STATED TASK:
Nothing before the line containing "Objective: one point per instance of the weathered" belongs in the answer; quote that line and all lines after it through the end of the material, word for word.

MATERIAL FOR THIS EXERCISE:

────────────────────

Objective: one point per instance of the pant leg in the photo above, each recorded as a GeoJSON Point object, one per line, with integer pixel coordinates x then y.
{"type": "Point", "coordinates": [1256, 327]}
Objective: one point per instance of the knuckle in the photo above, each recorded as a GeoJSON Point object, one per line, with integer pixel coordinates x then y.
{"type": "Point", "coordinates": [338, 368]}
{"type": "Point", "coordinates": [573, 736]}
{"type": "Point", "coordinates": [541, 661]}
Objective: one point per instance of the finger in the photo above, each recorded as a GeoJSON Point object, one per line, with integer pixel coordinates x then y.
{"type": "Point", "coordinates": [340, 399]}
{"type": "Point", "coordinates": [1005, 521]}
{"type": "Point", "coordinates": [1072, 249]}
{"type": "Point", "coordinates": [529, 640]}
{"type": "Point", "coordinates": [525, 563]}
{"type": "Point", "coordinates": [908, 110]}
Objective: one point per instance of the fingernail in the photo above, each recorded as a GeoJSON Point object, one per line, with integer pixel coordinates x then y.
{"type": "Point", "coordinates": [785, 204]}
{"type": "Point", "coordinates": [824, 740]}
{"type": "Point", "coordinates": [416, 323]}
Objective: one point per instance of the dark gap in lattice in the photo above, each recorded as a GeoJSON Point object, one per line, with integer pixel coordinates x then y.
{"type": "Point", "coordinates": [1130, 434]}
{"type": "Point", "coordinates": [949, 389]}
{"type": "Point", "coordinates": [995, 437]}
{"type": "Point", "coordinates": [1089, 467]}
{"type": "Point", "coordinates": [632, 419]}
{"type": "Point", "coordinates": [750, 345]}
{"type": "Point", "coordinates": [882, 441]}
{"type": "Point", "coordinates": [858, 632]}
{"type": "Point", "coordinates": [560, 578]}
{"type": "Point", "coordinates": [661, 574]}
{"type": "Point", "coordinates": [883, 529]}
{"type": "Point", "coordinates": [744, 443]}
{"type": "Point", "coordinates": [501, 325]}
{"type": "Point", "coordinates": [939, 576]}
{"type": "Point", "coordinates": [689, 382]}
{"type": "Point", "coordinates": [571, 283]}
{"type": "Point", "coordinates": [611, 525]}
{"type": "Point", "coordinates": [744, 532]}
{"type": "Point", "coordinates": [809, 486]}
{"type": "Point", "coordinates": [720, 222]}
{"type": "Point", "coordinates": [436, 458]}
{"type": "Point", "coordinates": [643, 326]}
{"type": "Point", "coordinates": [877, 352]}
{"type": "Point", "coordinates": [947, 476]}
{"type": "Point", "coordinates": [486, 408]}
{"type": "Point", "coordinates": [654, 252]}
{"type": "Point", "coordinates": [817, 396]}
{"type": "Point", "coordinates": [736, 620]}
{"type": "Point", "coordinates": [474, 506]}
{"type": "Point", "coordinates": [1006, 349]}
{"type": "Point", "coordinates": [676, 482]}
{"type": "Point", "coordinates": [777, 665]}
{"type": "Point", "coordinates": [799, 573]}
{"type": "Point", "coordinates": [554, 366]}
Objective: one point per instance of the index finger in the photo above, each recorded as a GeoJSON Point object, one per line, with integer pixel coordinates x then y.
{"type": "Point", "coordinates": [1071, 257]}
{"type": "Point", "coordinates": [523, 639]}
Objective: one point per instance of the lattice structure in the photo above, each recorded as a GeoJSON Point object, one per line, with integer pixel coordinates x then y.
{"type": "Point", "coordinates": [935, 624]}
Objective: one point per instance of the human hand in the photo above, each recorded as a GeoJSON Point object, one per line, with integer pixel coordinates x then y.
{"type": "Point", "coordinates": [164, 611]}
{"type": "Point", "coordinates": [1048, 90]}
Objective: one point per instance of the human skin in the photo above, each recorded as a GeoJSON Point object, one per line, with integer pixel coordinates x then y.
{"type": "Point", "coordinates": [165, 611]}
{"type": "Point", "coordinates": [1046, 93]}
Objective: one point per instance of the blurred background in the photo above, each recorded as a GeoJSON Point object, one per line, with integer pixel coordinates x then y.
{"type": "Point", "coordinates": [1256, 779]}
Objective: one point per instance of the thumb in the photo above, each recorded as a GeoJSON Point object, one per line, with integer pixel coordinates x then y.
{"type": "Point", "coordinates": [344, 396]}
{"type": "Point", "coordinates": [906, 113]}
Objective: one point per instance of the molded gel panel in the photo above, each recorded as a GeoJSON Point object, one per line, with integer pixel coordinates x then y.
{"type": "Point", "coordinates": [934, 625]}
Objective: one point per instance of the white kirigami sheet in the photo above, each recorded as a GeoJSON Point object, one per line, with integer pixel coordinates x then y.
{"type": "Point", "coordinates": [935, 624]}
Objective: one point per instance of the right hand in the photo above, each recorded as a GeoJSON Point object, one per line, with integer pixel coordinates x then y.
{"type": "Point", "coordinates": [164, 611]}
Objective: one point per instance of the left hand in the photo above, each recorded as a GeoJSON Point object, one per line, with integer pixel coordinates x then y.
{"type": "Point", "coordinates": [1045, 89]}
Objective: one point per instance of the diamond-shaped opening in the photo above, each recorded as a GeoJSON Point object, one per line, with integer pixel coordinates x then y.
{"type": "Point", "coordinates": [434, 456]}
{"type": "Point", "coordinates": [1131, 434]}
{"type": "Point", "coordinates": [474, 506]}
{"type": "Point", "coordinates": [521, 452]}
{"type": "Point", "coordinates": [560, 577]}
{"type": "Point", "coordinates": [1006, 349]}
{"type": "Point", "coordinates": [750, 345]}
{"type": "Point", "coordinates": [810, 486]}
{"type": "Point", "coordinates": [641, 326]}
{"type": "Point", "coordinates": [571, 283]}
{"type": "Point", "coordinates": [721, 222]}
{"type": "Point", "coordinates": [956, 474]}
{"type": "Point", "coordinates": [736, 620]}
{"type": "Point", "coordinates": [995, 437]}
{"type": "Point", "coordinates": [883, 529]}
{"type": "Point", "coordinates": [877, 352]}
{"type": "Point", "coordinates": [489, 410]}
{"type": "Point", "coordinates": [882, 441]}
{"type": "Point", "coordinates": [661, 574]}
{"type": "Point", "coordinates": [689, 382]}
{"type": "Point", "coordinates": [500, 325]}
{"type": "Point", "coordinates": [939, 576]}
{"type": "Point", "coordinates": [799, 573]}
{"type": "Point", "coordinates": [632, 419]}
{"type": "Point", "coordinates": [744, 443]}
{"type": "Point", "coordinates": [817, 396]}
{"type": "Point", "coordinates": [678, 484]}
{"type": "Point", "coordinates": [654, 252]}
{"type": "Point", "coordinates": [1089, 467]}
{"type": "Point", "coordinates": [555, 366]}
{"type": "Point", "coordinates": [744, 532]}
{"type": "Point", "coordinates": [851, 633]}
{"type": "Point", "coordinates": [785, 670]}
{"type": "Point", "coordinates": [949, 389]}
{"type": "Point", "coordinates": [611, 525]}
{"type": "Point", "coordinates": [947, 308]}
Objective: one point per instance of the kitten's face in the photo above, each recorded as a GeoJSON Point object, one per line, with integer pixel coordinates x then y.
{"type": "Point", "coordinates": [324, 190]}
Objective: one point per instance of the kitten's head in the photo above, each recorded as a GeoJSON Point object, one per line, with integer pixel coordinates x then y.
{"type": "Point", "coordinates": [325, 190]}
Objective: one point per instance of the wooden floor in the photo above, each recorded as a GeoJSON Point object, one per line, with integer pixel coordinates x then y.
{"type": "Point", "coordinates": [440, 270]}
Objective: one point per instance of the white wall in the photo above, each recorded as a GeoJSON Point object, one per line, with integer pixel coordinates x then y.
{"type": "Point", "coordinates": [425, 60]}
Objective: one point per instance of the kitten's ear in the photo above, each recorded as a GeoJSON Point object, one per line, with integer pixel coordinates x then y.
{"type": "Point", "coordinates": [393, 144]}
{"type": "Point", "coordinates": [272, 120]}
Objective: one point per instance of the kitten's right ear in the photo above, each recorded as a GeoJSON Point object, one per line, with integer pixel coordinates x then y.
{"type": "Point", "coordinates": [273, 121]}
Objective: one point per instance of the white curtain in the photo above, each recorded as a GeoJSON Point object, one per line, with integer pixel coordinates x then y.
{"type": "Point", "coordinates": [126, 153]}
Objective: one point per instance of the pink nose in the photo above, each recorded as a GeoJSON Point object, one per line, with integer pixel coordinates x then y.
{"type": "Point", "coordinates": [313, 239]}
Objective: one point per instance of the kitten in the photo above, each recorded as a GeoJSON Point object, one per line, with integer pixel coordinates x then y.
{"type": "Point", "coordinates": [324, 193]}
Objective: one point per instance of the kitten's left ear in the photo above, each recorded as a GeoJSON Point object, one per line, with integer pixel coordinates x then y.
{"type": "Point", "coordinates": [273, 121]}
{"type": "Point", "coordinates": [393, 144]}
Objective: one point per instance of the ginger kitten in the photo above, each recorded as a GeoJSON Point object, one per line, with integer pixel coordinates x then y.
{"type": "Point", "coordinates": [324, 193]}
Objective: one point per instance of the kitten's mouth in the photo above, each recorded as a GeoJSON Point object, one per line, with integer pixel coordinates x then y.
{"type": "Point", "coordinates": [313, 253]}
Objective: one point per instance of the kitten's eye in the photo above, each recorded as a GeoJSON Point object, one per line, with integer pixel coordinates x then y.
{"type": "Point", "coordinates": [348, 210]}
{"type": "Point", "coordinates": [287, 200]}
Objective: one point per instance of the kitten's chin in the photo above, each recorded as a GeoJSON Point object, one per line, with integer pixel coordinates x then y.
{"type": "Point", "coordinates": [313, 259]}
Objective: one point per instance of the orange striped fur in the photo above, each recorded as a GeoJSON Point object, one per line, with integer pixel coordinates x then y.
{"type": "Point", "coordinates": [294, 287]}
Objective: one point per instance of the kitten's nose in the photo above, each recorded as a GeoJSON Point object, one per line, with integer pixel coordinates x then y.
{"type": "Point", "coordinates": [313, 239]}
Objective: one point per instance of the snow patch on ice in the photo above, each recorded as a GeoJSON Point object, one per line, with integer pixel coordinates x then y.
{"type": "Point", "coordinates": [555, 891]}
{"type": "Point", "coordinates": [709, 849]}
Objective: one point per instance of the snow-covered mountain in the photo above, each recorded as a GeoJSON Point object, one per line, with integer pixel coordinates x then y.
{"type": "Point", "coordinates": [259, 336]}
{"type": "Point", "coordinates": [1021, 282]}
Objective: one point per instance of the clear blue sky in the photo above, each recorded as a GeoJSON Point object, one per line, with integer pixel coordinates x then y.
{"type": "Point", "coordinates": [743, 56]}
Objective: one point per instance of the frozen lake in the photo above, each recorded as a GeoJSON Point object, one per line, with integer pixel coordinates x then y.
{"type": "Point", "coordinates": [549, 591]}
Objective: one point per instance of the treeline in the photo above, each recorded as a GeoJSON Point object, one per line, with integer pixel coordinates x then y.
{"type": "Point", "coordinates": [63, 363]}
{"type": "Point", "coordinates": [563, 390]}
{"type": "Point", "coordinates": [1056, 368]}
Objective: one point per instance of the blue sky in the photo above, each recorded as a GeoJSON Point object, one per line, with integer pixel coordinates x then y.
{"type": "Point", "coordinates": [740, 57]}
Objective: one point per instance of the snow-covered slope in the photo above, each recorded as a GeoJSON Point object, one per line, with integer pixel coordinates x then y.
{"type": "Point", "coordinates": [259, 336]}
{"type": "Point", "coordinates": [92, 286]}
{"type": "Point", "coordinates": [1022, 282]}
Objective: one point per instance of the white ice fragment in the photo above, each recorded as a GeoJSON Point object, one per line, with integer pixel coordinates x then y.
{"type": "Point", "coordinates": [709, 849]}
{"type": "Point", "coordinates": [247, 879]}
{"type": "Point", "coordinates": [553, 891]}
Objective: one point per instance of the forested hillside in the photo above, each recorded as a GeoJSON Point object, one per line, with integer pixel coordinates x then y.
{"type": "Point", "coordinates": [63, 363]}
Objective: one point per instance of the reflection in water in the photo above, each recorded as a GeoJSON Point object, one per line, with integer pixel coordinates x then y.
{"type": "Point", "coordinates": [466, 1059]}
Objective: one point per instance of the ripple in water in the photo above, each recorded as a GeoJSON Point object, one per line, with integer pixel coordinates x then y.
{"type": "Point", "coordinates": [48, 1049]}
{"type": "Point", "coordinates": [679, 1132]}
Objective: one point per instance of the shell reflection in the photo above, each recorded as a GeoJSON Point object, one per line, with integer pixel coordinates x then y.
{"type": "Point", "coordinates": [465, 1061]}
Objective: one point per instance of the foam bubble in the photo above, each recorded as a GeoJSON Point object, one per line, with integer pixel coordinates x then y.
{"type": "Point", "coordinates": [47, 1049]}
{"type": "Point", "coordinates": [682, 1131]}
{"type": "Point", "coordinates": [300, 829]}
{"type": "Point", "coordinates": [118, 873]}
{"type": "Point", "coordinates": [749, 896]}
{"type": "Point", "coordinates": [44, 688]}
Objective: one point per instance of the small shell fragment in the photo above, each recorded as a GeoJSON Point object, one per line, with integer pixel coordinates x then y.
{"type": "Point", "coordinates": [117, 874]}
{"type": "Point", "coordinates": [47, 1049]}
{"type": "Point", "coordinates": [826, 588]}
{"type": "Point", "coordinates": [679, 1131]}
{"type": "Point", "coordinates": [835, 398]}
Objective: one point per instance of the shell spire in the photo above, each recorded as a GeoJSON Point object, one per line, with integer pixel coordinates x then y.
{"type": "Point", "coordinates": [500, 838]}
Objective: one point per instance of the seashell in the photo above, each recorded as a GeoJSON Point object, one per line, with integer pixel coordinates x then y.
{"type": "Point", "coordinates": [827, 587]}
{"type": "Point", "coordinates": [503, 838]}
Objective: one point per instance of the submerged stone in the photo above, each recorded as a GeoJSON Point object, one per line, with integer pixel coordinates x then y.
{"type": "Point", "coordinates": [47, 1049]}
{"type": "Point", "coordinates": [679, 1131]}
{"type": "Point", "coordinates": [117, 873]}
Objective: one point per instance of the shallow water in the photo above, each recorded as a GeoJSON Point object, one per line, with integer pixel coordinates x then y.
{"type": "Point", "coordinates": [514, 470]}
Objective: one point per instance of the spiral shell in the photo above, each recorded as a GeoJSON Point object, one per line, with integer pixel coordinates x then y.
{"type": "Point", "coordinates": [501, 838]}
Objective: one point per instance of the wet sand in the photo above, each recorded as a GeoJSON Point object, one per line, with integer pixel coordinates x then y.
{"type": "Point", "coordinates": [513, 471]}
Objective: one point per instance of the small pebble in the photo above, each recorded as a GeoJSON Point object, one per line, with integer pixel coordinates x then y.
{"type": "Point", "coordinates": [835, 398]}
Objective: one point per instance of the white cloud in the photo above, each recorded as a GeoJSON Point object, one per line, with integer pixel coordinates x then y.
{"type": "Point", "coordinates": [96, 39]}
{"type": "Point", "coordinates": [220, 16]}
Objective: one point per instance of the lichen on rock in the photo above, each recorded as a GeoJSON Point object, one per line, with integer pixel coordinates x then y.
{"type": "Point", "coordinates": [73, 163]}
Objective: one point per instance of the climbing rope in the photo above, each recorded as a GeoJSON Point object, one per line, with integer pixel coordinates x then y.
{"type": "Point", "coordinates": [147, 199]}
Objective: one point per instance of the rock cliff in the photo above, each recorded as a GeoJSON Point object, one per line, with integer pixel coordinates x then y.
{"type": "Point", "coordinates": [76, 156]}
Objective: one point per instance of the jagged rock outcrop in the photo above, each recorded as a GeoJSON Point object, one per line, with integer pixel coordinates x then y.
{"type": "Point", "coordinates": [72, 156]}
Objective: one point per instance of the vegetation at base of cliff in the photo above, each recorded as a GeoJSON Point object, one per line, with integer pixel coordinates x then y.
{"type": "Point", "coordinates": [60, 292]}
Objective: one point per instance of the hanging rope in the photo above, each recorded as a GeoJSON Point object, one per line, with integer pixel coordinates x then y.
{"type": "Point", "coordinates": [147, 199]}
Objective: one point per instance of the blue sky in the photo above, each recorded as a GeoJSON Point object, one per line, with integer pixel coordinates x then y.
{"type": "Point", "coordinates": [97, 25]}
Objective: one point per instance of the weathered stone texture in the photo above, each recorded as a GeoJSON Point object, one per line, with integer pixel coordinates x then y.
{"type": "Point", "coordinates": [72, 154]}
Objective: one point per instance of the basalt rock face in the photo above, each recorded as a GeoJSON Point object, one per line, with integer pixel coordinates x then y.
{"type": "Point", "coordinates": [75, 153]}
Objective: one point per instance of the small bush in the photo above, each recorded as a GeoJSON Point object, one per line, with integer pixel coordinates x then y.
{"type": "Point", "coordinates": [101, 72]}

────────────────────

SOLUTION TO THE EXERCISE:
Objective: one point per instance of the weathered stone texture in the photo above, each recorded as a GeoJSON Point object, one per line, with integer pixel coordinates x then y.
{"type": "Point", "coordinates": [72, 154]}
Objective: one point per instance of the basalt rock face in the photo above, each recorded as a GeoJSON Point object, one per line, with integer pixel coordinates x then y.
{"type": "Point", "coordinates": [75, 153]}
Objective: one point per instance of the small bush in the photo above, each recorded as a GeoJSON Point object, one per line, with integer pixel coordinates x then y.
{"type": "Point", "coordinates": [101, 72]}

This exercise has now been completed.